> **EXERCISE**: Every line from the line containing "Query: soil" through the final line of the data is to be printed exactly; no other line is to appear.

────────────────────

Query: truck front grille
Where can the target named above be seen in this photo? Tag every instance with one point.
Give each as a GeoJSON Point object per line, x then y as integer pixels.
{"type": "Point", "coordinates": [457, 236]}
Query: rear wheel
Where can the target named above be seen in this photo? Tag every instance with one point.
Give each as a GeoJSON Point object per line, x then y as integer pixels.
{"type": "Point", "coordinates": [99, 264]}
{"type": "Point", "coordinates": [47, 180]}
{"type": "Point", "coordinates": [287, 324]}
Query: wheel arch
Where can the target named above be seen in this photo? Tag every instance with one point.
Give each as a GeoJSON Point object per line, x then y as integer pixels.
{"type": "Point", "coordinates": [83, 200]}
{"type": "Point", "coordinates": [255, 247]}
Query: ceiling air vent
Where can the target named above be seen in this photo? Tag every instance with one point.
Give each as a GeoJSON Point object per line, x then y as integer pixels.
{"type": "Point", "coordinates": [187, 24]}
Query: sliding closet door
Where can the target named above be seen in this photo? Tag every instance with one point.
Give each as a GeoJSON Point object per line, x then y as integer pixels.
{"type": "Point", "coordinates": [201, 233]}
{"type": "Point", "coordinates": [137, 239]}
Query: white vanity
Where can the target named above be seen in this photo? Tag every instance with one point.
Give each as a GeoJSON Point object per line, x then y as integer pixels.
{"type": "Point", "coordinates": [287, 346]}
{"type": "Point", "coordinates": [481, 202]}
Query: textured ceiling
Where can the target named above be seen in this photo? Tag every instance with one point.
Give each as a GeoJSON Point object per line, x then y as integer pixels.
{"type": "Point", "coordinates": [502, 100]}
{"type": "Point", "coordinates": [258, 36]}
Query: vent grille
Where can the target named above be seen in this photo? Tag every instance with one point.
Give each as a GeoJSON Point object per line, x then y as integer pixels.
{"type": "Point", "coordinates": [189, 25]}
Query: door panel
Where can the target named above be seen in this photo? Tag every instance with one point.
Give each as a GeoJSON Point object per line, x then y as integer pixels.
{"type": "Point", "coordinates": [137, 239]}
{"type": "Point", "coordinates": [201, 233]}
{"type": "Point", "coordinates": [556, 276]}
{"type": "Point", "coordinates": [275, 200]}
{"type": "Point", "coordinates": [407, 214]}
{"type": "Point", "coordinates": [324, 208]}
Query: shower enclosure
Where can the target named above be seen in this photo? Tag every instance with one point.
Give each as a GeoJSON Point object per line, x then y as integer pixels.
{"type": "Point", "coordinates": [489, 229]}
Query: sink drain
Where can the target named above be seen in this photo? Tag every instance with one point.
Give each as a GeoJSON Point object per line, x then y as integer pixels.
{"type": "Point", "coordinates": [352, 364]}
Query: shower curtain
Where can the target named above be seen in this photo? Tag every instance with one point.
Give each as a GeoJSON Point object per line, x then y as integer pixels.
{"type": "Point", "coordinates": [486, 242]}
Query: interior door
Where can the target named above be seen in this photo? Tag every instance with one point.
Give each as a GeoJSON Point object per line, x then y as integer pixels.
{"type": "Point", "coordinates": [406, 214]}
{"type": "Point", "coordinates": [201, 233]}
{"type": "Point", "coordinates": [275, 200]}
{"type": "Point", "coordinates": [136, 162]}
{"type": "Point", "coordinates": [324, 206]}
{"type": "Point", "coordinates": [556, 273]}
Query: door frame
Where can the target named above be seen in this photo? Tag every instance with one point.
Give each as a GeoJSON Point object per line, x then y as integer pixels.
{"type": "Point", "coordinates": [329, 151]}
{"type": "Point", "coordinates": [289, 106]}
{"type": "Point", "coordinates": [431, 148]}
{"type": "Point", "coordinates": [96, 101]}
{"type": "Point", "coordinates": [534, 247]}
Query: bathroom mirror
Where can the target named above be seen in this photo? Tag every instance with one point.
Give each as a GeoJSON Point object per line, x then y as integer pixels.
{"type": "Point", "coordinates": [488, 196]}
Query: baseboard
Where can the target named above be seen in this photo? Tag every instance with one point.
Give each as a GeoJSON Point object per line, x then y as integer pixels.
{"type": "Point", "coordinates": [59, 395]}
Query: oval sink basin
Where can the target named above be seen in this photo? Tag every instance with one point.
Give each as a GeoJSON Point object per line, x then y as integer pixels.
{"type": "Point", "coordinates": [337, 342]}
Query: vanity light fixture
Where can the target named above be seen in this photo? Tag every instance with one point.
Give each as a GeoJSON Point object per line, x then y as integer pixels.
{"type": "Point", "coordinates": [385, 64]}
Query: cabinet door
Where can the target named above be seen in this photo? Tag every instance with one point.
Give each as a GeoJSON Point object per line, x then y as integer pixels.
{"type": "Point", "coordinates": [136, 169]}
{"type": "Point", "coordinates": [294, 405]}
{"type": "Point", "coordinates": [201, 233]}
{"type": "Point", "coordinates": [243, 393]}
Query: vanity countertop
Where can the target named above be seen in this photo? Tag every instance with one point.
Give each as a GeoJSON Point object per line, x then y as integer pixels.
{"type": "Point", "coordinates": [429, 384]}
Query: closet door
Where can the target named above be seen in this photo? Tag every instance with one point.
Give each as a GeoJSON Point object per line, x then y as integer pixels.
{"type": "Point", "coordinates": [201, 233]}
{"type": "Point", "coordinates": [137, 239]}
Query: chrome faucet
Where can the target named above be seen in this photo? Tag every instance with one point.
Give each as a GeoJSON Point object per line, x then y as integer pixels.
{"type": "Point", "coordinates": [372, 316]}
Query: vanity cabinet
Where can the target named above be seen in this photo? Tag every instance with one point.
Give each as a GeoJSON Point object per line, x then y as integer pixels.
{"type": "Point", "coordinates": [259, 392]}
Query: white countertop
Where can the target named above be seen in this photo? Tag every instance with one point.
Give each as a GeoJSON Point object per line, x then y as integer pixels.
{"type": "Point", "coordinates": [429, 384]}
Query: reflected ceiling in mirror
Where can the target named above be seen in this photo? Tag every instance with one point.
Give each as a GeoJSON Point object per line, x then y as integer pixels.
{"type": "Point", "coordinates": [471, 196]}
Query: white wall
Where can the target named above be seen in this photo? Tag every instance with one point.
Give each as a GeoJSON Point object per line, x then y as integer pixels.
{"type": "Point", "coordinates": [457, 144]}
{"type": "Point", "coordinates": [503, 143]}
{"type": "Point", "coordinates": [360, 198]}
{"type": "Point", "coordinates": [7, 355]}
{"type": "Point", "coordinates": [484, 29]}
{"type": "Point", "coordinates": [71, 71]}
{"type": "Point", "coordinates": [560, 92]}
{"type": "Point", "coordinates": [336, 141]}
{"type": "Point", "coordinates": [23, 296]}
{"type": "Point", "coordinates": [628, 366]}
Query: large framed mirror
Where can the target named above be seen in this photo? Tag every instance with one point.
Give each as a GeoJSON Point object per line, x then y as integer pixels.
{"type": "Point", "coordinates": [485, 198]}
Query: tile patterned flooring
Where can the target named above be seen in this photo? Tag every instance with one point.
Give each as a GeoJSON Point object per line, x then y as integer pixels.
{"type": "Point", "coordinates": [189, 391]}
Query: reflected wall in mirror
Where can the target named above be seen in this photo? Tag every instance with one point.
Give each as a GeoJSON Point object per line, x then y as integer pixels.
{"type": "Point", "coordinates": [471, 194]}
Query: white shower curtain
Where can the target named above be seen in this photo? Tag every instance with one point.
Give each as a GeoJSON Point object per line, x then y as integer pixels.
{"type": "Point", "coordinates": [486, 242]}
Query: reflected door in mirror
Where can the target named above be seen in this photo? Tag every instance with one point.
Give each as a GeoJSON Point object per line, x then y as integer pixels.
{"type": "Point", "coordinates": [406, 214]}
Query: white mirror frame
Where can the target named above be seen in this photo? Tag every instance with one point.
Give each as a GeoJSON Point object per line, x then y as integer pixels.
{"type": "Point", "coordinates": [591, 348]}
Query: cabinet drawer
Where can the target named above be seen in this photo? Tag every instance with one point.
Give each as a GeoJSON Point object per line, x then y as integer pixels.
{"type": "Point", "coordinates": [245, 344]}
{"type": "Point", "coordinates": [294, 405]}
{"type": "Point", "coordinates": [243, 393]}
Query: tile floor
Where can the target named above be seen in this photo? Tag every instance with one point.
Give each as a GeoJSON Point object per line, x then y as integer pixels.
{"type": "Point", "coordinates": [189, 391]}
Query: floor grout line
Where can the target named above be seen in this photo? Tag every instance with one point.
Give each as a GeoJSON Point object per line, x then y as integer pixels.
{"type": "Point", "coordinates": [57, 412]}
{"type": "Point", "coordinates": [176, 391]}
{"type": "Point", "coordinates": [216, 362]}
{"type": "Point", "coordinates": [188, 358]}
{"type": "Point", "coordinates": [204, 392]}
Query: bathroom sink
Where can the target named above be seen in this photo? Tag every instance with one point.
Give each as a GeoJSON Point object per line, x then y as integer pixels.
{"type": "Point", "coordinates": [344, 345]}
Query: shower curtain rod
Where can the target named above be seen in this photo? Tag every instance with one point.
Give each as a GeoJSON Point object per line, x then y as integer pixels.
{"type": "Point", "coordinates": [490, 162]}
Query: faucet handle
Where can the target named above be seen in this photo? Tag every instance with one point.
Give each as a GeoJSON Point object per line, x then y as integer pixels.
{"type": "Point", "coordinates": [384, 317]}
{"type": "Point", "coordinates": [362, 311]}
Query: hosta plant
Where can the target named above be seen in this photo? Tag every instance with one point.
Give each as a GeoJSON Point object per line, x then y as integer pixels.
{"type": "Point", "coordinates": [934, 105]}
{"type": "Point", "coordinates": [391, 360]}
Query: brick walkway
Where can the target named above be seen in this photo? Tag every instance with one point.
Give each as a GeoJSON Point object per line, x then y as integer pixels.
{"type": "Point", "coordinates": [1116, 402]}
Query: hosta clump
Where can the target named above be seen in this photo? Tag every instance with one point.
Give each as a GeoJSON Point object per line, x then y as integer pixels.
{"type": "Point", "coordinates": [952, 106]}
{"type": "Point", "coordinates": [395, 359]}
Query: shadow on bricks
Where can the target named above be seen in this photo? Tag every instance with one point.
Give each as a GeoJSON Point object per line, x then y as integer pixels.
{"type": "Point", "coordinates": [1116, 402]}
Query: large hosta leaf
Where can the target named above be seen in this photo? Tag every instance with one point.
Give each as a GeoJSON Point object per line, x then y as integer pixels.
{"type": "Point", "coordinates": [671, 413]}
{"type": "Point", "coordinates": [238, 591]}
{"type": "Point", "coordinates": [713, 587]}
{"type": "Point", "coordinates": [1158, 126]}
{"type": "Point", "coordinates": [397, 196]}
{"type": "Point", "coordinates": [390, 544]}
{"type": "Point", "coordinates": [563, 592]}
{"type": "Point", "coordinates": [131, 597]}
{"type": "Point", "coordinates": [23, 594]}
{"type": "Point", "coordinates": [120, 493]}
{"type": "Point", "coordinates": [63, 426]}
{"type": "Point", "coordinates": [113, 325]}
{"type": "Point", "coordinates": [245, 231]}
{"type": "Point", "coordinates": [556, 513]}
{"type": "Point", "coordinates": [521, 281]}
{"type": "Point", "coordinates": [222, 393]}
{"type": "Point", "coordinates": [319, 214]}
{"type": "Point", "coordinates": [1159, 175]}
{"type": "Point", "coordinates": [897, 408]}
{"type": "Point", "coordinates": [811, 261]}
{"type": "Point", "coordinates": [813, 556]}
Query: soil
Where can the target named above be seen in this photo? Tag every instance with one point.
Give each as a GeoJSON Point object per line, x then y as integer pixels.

────────────────────

> **REPLY TO THE EXERCISE**:
Query: soil
Where can the target named above be seen in this photo? Tag every instance with one point.
Give each as a GeoJSON Point object per line, x then y as integer pixels.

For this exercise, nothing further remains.